### Task prompt
Set down the records from the line containing "is: grassy field" through the line containing "[31,123,284,169]", copying every line without change.

### Provided data
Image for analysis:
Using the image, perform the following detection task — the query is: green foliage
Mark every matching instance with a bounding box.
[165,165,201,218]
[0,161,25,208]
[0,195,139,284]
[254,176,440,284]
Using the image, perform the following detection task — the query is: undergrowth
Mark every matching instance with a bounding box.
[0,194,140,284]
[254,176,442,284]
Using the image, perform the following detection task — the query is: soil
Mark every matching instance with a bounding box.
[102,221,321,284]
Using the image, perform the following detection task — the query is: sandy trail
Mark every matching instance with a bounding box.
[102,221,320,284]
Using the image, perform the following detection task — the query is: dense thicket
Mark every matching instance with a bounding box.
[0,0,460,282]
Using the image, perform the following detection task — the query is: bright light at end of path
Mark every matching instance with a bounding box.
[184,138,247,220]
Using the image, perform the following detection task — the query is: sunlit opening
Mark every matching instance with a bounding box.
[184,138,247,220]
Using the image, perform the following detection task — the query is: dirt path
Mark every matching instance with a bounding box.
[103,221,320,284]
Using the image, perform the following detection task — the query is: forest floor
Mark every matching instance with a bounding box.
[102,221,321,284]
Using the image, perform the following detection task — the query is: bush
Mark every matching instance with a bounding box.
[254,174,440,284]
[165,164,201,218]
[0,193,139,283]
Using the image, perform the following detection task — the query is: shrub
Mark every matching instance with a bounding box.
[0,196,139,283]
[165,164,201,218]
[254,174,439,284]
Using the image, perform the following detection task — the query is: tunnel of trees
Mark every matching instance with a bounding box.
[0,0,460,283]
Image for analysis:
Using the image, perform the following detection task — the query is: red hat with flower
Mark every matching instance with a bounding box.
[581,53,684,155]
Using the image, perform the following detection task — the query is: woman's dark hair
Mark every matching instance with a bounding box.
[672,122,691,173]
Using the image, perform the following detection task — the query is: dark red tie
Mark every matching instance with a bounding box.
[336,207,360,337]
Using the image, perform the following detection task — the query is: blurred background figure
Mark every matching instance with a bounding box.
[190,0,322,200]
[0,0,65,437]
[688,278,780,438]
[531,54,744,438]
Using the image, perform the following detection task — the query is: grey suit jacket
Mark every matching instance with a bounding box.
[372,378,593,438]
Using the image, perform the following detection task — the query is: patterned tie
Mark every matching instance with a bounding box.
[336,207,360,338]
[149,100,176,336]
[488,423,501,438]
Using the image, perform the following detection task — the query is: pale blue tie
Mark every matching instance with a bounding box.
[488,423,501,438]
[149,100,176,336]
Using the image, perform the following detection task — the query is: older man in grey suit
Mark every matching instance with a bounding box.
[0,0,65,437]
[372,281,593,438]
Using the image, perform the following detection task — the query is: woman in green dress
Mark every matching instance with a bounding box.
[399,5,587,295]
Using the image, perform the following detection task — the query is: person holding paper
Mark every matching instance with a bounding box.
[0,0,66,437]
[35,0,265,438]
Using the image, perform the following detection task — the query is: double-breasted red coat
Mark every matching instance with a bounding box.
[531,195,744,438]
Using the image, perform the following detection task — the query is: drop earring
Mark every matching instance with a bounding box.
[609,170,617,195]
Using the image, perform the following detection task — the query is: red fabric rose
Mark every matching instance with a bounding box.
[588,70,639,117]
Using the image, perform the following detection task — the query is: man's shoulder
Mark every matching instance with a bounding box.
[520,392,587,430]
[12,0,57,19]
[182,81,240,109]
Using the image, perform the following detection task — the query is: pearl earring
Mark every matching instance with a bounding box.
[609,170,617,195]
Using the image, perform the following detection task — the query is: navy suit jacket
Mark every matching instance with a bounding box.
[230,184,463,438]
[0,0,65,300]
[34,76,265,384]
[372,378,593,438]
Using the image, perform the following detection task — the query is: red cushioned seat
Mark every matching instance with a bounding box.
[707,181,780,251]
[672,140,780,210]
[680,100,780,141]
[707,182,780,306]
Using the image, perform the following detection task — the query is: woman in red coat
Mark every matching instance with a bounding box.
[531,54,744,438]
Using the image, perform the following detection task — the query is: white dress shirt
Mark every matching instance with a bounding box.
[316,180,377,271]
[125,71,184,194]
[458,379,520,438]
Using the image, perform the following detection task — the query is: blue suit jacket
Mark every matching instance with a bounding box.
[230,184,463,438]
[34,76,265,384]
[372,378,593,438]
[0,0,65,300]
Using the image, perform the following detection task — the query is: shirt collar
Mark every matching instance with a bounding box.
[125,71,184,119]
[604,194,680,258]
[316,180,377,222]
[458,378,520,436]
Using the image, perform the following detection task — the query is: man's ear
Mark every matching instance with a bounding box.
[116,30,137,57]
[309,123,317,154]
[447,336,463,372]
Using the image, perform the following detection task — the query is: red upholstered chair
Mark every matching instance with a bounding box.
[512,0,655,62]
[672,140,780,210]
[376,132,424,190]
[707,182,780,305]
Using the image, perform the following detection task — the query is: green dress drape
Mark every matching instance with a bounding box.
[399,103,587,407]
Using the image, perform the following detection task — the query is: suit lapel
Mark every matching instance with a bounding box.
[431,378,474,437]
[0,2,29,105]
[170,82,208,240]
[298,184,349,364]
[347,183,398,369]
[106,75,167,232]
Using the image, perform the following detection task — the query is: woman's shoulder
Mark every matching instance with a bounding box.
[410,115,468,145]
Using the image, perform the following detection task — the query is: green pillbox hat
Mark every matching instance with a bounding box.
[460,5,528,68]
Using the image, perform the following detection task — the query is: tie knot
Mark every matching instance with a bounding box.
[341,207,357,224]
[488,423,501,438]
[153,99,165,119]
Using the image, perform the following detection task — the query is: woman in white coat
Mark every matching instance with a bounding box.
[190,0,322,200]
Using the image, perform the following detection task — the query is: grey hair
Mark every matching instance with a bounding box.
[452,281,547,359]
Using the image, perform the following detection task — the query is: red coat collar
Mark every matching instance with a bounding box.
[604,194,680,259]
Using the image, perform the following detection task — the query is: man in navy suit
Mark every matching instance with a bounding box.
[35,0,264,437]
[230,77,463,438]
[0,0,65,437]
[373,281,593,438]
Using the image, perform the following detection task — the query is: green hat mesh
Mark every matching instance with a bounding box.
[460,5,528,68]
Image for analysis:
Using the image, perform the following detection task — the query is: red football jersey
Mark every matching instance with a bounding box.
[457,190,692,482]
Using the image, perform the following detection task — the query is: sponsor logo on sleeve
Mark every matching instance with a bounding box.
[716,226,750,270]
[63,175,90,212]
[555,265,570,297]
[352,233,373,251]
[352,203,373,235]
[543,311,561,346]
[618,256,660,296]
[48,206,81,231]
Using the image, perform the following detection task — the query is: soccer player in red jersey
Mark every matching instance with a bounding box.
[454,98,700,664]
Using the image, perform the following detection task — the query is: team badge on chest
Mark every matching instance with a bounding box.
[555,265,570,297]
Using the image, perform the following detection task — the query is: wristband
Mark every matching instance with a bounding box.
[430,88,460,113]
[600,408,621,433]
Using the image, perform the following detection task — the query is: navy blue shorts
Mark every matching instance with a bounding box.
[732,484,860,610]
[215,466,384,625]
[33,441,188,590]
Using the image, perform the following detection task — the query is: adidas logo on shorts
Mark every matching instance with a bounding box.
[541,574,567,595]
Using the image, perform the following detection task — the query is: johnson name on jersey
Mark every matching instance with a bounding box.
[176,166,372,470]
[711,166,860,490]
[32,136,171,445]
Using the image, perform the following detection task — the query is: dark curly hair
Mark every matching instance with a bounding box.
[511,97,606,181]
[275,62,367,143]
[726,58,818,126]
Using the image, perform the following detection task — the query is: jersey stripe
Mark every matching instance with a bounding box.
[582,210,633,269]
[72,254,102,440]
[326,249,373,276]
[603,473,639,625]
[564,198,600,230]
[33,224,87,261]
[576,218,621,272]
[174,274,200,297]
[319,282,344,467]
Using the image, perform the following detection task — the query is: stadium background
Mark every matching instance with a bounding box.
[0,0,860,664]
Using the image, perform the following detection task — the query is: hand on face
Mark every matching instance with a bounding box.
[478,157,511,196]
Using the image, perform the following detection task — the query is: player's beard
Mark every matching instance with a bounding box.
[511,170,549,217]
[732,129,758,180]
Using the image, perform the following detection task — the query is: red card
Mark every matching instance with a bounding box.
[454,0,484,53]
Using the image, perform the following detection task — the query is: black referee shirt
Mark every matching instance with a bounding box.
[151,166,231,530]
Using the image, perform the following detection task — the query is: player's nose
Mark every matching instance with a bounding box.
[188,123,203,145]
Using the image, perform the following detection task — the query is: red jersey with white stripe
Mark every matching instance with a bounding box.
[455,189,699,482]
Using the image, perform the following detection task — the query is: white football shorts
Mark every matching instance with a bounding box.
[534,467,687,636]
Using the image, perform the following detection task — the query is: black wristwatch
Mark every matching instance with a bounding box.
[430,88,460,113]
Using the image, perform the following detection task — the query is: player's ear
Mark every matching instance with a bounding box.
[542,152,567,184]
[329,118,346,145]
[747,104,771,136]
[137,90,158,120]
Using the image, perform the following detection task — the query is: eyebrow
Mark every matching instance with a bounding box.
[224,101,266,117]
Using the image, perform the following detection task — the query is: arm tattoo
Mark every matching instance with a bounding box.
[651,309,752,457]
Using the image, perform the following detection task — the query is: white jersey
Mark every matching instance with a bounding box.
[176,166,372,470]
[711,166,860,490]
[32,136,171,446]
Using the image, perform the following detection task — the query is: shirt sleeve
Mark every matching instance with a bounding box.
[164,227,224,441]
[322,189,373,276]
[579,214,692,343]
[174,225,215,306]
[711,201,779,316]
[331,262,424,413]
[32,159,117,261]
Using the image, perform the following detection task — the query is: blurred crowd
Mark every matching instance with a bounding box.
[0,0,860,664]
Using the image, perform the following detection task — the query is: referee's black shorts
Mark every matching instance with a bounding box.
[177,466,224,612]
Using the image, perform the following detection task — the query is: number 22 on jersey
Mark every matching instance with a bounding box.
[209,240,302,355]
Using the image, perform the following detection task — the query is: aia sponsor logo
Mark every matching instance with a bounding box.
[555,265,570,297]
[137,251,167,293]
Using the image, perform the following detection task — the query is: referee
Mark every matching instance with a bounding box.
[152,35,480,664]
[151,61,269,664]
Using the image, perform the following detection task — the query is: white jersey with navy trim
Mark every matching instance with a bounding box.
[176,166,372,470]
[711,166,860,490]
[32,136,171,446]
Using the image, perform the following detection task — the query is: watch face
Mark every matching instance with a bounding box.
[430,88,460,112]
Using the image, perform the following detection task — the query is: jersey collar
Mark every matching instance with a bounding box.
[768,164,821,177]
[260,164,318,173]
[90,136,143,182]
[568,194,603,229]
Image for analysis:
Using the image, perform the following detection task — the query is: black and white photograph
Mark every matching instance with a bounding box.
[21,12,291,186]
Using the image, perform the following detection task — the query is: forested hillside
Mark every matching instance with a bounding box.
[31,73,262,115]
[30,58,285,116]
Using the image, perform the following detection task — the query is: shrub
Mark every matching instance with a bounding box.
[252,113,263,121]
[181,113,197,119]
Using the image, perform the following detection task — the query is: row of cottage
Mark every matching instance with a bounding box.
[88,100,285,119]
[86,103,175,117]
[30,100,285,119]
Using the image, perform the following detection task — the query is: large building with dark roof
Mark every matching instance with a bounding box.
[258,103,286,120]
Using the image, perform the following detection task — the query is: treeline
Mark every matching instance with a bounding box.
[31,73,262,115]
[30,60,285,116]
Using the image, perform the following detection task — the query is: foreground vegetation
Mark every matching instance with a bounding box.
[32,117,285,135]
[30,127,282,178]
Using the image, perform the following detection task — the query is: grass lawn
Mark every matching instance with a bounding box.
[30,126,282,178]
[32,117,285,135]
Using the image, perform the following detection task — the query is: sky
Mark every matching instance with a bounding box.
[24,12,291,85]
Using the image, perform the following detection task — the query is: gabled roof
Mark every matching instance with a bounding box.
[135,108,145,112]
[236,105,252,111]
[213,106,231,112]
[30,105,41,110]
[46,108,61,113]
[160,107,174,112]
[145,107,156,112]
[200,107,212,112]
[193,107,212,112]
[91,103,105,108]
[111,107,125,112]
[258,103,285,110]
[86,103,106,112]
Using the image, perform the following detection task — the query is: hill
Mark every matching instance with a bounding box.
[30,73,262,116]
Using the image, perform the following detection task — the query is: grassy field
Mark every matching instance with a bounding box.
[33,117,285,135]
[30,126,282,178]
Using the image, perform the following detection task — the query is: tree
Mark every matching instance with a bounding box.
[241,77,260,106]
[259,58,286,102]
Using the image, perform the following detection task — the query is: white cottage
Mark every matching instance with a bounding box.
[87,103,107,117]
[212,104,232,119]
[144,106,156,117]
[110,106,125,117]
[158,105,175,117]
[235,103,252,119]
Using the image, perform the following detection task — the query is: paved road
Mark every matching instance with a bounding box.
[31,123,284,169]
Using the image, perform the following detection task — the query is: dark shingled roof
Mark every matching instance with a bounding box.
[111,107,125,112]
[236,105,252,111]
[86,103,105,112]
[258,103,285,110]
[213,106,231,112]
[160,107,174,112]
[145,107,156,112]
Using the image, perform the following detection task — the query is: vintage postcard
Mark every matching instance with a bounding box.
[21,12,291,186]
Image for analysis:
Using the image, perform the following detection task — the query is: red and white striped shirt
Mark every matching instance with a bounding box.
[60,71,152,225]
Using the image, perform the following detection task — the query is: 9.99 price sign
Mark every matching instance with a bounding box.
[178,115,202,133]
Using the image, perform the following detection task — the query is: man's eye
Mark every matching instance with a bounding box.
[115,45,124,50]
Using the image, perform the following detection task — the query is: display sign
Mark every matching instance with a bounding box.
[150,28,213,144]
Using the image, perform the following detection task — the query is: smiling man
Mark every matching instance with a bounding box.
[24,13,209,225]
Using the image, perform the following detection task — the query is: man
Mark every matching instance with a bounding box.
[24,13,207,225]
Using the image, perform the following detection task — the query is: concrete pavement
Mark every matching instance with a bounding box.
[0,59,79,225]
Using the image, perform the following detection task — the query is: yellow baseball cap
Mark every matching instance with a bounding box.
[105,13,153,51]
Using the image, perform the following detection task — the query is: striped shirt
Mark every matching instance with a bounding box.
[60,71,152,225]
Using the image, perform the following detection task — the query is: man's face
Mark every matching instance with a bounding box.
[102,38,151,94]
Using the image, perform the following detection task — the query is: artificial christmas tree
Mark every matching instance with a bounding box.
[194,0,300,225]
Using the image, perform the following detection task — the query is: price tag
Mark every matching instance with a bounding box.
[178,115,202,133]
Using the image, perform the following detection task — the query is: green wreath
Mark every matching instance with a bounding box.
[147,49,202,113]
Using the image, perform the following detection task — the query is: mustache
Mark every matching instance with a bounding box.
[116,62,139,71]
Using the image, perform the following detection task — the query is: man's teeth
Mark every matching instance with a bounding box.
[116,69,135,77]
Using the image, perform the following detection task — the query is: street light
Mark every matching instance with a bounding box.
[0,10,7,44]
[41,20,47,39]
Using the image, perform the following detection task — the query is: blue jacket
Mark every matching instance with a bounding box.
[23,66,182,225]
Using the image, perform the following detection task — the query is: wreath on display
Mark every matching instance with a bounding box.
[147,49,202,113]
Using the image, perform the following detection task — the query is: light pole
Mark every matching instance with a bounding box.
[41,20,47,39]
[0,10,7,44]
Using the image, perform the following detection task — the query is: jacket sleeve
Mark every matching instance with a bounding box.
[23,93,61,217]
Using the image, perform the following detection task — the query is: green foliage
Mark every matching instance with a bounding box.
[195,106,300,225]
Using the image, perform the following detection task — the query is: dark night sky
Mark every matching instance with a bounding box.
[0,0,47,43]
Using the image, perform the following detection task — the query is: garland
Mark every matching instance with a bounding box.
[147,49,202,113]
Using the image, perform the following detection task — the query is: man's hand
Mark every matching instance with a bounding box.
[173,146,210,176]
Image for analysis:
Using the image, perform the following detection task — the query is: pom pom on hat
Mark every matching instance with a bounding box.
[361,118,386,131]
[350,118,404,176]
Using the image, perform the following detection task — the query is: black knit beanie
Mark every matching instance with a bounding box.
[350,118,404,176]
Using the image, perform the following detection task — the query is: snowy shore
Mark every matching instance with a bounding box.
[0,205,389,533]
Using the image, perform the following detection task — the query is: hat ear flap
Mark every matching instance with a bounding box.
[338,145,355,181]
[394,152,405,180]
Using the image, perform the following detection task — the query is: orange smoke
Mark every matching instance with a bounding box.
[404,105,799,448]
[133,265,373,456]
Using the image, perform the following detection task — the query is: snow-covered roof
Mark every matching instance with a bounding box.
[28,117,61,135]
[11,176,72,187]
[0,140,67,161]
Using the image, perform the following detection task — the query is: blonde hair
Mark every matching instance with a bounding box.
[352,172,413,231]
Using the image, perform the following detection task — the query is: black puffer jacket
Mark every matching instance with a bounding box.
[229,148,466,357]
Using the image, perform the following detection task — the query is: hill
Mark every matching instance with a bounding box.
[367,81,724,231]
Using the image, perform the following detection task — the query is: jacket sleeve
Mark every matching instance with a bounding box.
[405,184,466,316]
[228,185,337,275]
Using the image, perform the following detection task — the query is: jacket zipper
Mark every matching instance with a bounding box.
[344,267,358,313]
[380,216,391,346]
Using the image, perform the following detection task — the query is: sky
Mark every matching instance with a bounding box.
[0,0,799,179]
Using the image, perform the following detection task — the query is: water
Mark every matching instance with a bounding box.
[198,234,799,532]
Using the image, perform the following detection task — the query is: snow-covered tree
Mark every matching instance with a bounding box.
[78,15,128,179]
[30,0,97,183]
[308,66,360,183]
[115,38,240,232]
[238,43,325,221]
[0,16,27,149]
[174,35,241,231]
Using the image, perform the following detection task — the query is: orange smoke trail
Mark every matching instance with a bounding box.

### Result for this exercise
Using the image, perform the following detection task — the query is: grassy field
Mark every matching instance with a bounding box.
[33,117,285,135]
[30,126,282,178]
Using the image, perform the following detection task — the query is: tree
Mark every matching instance with a bounding box.
[241,77,260,106]
[259,58,286,102]
Using the image, perform the following detection task — the query is: white cottage
Mark every matching instance with a bounding box.
[87,103,107,117]
[212,104,232,119]
[144,106,156,117]
[110,106,125,117]
[158,105,175,117]
[235,103,252,119]
Using the image, perform the following detection task — the query is: paved road
Mark every matching instance with a bounding box.
[31,123,284,169]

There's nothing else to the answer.